Reproduce, exactly and in full, the records that follow, minus any pictures.

Natural language region descriptions

Segment Open

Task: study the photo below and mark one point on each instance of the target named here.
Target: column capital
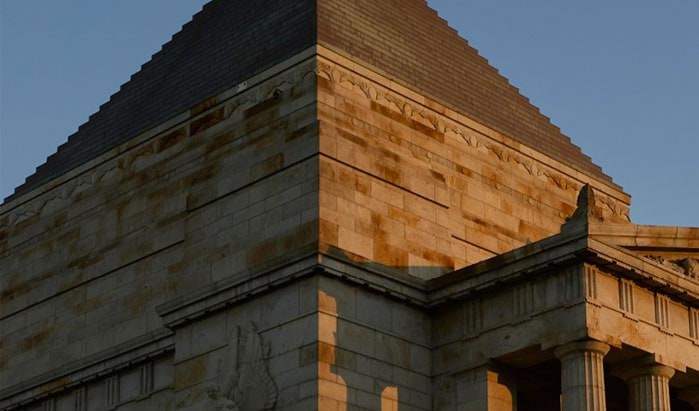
(690, 395)
(640, 368)
(581, 346)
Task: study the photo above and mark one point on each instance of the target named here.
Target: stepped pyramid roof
(229, 41)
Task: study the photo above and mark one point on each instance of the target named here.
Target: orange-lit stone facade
(322, 237)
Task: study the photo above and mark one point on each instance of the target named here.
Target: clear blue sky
(621, 78)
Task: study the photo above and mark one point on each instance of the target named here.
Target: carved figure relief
(243, 383)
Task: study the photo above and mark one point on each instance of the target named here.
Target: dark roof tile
(230, 41)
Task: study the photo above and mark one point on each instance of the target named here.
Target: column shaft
(649, 388)
(582, 376)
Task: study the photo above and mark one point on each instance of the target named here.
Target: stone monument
(335, 205)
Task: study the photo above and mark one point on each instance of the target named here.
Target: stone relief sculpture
(244, 383)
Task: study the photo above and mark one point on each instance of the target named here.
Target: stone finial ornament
(587, 210)
(686, 266)
(244, 383)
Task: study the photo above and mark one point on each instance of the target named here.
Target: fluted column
(649, 387)
(690, 395)
(582, 375)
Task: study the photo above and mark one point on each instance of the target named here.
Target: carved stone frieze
(473, 139)
(243, 384)
(111, 172)
(686, 266)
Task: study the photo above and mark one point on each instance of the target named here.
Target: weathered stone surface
(326, 238)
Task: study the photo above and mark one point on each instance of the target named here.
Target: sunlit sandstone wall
(228, 187)
(408, 183)
(236, 187)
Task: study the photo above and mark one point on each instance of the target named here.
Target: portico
(603, 327)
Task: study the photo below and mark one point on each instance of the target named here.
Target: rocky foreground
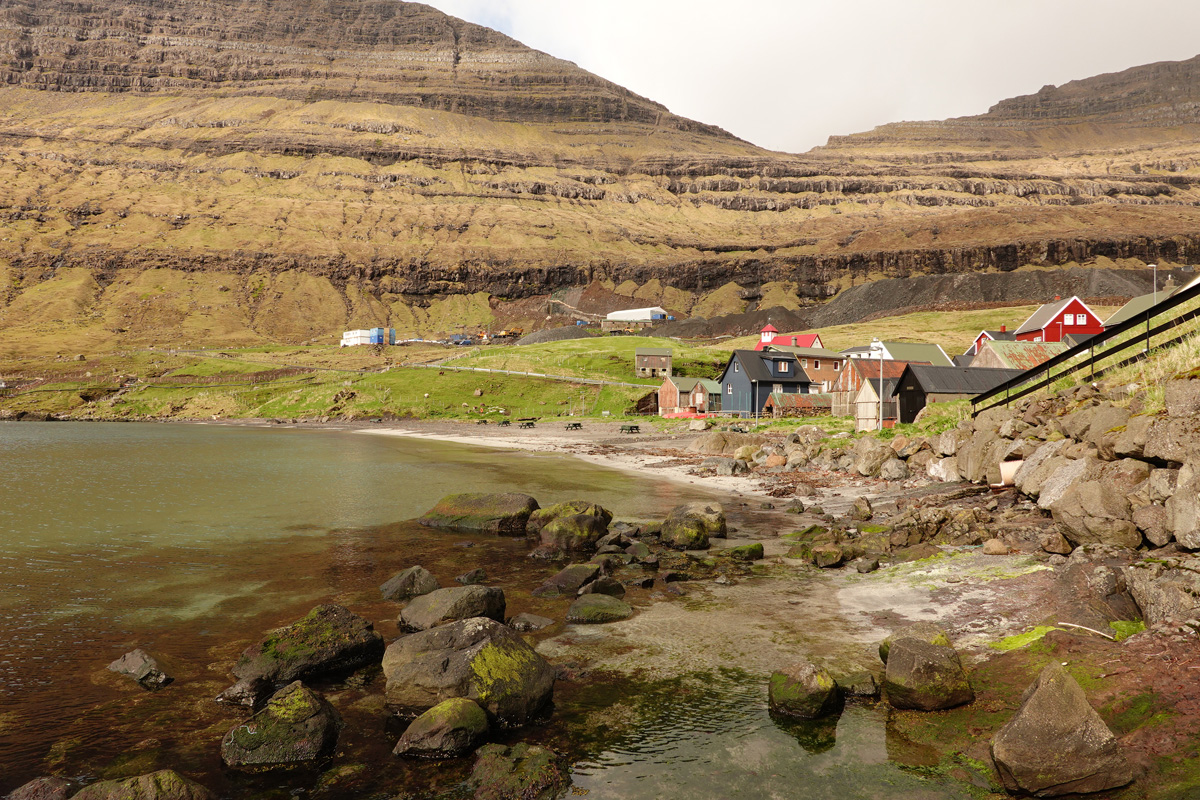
(1061, 666)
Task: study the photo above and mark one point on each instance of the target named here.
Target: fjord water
(190, 540)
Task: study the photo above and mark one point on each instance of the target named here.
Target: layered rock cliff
(383, 157)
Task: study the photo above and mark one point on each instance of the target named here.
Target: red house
(1054, 320)
(769, 335)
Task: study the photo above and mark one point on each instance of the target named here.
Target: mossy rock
(504, 513)
(329, 638)
(922, 631)
(519, 773)
(745, 552)
(804, 691)
(541, 517)
(449, 729)
(163, 785)
(478, 659)
(295, 726)
(597, 608)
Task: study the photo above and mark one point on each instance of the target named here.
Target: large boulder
(45, 788)
(295, 726)
(597, 608)
(1165, 588)
(1098, 511)
(541, 517)
(924, 677)
(924, 631)
(330, 638)
(163, 785)
(449, 729)
(724, 443)
(803, 691)
(519, 773)
(577, 533)
(453, 605)
(1183, 513)
(1038, 467)
(142, 667)
(689, 527)
(1057, 744)
(569, 581)
(870, 455)
(413, 582)
(507, 513)
(478, 659)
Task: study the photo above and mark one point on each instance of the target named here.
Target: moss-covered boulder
(803, 691)
(689, 527)
(924, 631)
(519, 773)
(504, 513)
(330, 638)
(413, 582)
(163, 785)
(295, 726)
(1057, 744)
(925, 677)
(575, 534)
(453, 605)
(568, 581)
(745, 552)
(45, 788)
(449, 729)
(597, 608)
(541, 517)
(478, 659)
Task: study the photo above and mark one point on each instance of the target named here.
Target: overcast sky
(789, 73)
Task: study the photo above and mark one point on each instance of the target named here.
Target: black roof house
(921, 385)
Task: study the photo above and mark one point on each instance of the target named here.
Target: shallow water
(192, 540)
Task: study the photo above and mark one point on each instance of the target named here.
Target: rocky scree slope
(335, 163)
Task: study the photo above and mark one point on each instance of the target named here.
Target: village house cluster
(881, 383)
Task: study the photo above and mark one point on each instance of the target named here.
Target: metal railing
(1096, 353)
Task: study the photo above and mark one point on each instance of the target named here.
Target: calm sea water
(192, 540)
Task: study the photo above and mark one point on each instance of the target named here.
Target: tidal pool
(191, 540)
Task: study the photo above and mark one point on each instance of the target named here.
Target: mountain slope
(217, 172)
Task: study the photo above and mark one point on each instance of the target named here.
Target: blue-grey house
(751, 377)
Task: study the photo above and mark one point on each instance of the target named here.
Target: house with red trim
(769, 335)
(1002, 335)
(1055, 320)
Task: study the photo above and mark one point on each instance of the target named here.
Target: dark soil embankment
(981, 290)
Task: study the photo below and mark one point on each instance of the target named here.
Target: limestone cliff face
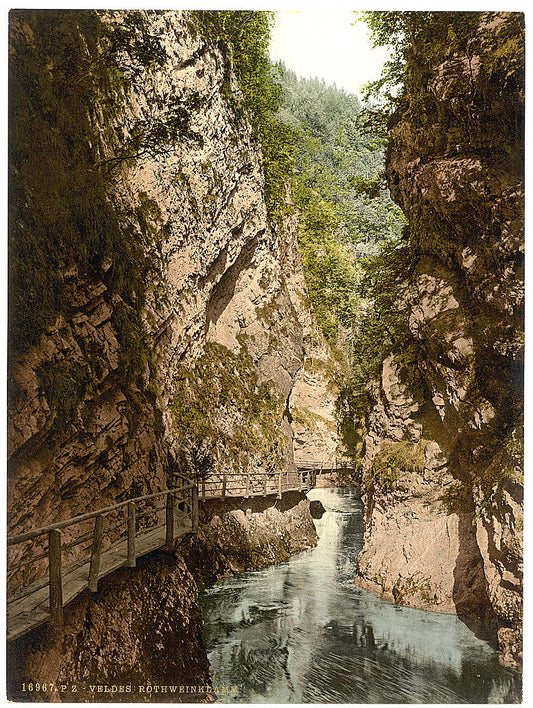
(142, 633)
(114, 387)
(442, 467)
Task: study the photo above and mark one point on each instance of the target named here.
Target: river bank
(144, 626)
(302, 632)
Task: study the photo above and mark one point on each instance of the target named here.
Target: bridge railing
(239, 484)
(96, 532)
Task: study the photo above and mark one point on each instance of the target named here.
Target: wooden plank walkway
(33, 608)
(43, 600)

Segment Closed

Solution to this problem:
Task: study the photo below and mark one point on each instance of the target named here.
Target: column capital
(690, 395)
(640, 368)
(581, 346)
Task: study the photo above and mark one point on each instance of the target named here.
Target: stepped pyramid roof
(229, 41)
Task: study the photo above and mark one point on each instance of the target named here.
Target: orange-lit stone facade
(322, 237)
Task: study the photo above and mark one point on each instance of the target named here.
Target: clear blue sky
(621, 78)
Task: study the photo above and mark one point on each instance of the target named here.
Target: carved figure relief
(243, 383)
Task: study the photo above and mark one point on each instance of the target named here.
Target: dark roof tile
(230, 41)
Task: study the photo above and mark one point on each instance of the target named here.
Target: column shaft
(649, 388)
(582, 376)
Task: study the photo above and mark one point on each instance of the target named here.
Target: stone monument
(335, 205)
Task: study the photo above and mark one point on each instance of the target named here.
Target: stone relief sculpture
(244, 383)
Task: study the photo above and mark one point on each instance of the target named here.
Target: stone finial ornament
(587, 210)
(686, 266)
(244, 383)
Task: study the photo above and mark one point on each instance of the target named here.
Target: fluted column
(649, 387)
(690, 395)
(582, 375)
Task: study the photo above and mark one point on each instance of the target named here.
Target: carved stone frieze
(473, 139)
(243, 384)
(111, 172)
(686, 266)
Task: study the photo above and mark one point on each instance of the target named here.
Target: weathered stone surface
(326, 238)
Task: study the photo above and mark one point on each instance of the target named here.
Target: sunlit sandstone wall
(228, 187)
(408, 183)
(236, 187)
Task: study the photo above and mark one point on each instance of the target named here.
Target: portico
(603, 327)
Task: study the photo below and mark one point on each instance of the target named here.
Target: rocky foreground
(1061, 666)
Task: study the photo above and mark one point on each instance of the target named here.
Target: fjord water
(190, 540)
Task: study the photo above and mark one point on each instance of the target named here.
Target: layered rock cliff
(383, 157)
Task: study the photo above and mark one point on each instance of the target named here.
Target: red house
(1054, 320)
(769, 335)
Task: study the photo above and mark one point on each instance of the target named here.
Target: mossy rock
(504, 513)
(329, 638)
(922, 631)
(519, 773)
(745, 552)
(804, 691)
(541, 517)
(449, 729)
(163, 785)
(478, 659)
(295, 726)
(597, 608)
Task: study the photo above and mark one point on each instance of the target named here.
Target: large boulder
(45, 788)
(295, 726)
(597, 608)
(1165, 588)
(1098, 511)
(541, 517)
(924, 677)
(924, 631)
(330, 638)
(163, 785)
(449, 729)
(724, 443)
(803, 691)
(519, 773)
(577, 533)
(453, 605)
(1183, 513)
(1038, 467)
(142, 667)
(689, 527)
(1057, 744)
(569, 581)
(870, 455)
(413, 582)
(507, 513)
(478, 659)
Task: study the photo above and mark one point on each instance of the target named here.
Target: moss-covered boulder
(803, 691)
(689, 527)
(924, 631)
(519, 773)
(504, 513)
(330, 638)
(413, 582)
(163, 785)
(295, 726)
(1057, 744)
(925, 677)
(575, 534)
(453, 605)
(568, 581)
(745, 552)
(45, 788)
(449, 729)
(597, 608)
(541, 517)
(478, 659)
Task: study the photo above and mark one point on each instance of the target named here.
Target: overcast sky
(789, 73)
Task: study the photo above and mark one point on each instance of the target named here.
Target: black roof house
(921, 385)
Task: study the photo above and mark one point on each instance of the target named here.
Target: shallow water
(192, 540)
Task: study the photo above and mark one point on each instance of the target named here.
Target: rocky scree slope
(335, 163)
Task: study the photo above and mark one point on each instance of the target named here.
Target: village house cluster
(881, 383)
Task: study the photo above and mark one point on each instance of the target named here.
Target: metal railing
(1096, 353)
Task: study the photo above and mark one point on each instance of the target named here.
Target: calm sea water
(192, 540)
Task: study the photo above and mark one point on each instance of the target named here.
Target: tidal pool
(191, 540)
Task: study the photo above and mark one point on each instance of the target named here.
Target: mountain slope
(217, 172)
Task: study the photo above and mark one point on each instance of the target named here.
Target: blue-grey house
(751, 377)
Task: study the photo above and mark one point on each instance of the target named here.
Target: house with red trim
(769, 335)
(1002, 335)
(1055, 320)
Task: study the photo above and mark one point on each instance of the target named here.
Target: dark soil embankment
(981, 290)
Task: study the photo below and mark one point on each instance of the target named here.
Target: limestone cliff face
(142, 633)
(114, 387)
(442, 467)
Task: study the photo above and mark one point on each instance of the target named here.
Target: river bank
(144, 626)
(302, 632)
Task: study the photo above and mark one point on each instance of the target named here.
Target: bridge railing
(239, 484)
(96, 532)
Task: study the photo above and mark one point on each instance of the target named here.
Target: wooden plank walkway
(33, 608)
(43, 600)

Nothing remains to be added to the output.